— To-do list —
#1 Name every person quoted by name in the Comcast article.
#2 Echo word for word the portion of the Comcast article running from "In response, Atlantic" down to "set top boxes.".

— Text block —
>> BEGIN

Comcast is increasingly invading the territories of neighboring small cable operators, a rare move that could eventually trigger price wars and threaten the informal “gentlemen’s agreement” that has kept cable companies from directly competing with each other for decades.

In New Hampshire, residents of Laconia and Rochester will have a choice between incumbent Atlantic Broadband or newcomer Comcast. 

Comcast is already the dominant cable operator in the state, providing service in 104 communities. The cable company recently filed its draft franchise proposal with Laconia city officials to extend Comcast service into areas already serviced by Atlantic Broadband, an independent cable operator owned by Montréal based Cogeco.

“We believe Laconia offers attractive opportunities for Xfinity and Comcast business products in an area close to Comcast’s existing footprint and part of the same designated market area we already serve,” said Comcast regional spokesman Marc Goodman. “We offer internet speeds of up to two gigabytes per second and 100 gigabytes for businesses. We have an award-winning video platform with voice remote.”

It is the second time Comcast announced it would directly compete with Atlantic in New Hampshire. Comcast is already overbuilding Atlantic’s service area in Rochester and is scheduled to finish sometime next year.

In response, Atlantic has introduced very competitive service and pricing plans to fend off Comcast.

Atlantic Broadband is trying to lock in their customers with two-year rate guarantees and lower introductory prices.

Consumers are thrilled.

“After years of MetroCast’s dark ages of bad service, Atlantic Broadband bought them up, raised some internet speeds, and raised our bill even more,” said Charlie Saunders. “It is real easy to pay a $200 cable bill around here, so I am glad Comcast is giving us a choice.”

Atlantic Broadband, at least in public, seems unfazed about Comcast’s entry. Ed Merrill, Atlantic Broadband’s regional general manager for New Hampshire and Maine stressed his company’s innovations, such as bringing gigabit internet speed to the region and using TiVo set top boxes. 

“Our plans are based not on what other providers are doing, but by anticipating customer needs and preferences, then developing and delivering the kinds of products and services that will make customer lives better, whether they’re residential customers or business clients with customers of their own,” Merrill said in a statement.

Comcast Invasion: Communities Where Consumers Can Also Choose Comcast as Their Cable Company

  • Dec. 2017: Rochester, N.H. (Atlantic Broadband vs. Comcast)

>> END

— Supplied entries —

>> BEGIN

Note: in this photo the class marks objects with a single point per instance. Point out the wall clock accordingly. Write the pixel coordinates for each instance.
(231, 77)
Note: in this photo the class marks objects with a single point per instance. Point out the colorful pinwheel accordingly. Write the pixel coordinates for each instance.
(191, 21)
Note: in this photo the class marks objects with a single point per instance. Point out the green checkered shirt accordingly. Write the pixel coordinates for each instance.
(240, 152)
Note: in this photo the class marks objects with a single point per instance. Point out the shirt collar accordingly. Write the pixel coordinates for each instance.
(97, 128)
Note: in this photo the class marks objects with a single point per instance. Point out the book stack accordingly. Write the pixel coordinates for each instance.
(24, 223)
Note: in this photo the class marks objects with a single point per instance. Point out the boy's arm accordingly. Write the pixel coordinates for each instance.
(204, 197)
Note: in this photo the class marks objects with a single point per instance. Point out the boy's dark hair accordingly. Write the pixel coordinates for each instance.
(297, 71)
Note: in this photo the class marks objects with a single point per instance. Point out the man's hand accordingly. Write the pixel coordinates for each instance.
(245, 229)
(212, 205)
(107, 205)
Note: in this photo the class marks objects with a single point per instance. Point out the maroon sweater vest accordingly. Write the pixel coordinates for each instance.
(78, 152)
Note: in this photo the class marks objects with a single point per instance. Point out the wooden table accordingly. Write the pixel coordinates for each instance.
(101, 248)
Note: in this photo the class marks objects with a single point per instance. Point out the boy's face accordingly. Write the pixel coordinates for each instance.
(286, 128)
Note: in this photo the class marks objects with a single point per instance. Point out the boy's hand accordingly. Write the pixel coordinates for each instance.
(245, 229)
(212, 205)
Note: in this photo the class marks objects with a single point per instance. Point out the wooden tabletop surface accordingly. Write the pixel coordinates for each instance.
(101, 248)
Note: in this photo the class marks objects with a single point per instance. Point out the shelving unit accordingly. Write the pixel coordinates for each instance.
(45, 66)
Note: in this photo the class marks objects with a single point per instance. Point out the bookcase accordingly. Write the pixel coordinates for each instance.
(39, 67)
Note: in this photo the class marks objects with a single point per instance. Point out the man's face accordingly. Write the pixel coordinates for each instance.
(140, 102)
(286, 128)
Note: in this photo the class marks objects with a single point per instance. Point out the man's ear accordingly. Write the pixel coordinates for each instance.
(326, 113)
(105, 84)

>> END

— The replies —
#1 Marc Goodman, Charlie Saunders, Ed Merrill

#2
In response, Atlantic has introduced very competitive service and pricing plans to fend off Comcast.

Atlantic Broadband is trying to lock in their customers with two-year rate guarantees and lower introductory prices.

Consumers are thrilled.

“After years of MetroCast’s dark ages of bad service, Atlantic Broadband bought them up, raised some internet speeds, and raised our bill even more,” said Charlie Saunders. “It is real easy to pay a $200 cable bill around here, so I am glad Comcast is giving us a choice.”

Atlantic Broadband, at least in public, seems unfazed about Comcast’s entry. Ed Merrill, Atlantic Broadband’s regional general manager for New Hampshire and Maine stressed his company’s innovations, such as bringing gigabit internet speed to the region and using TiVo set top boxes.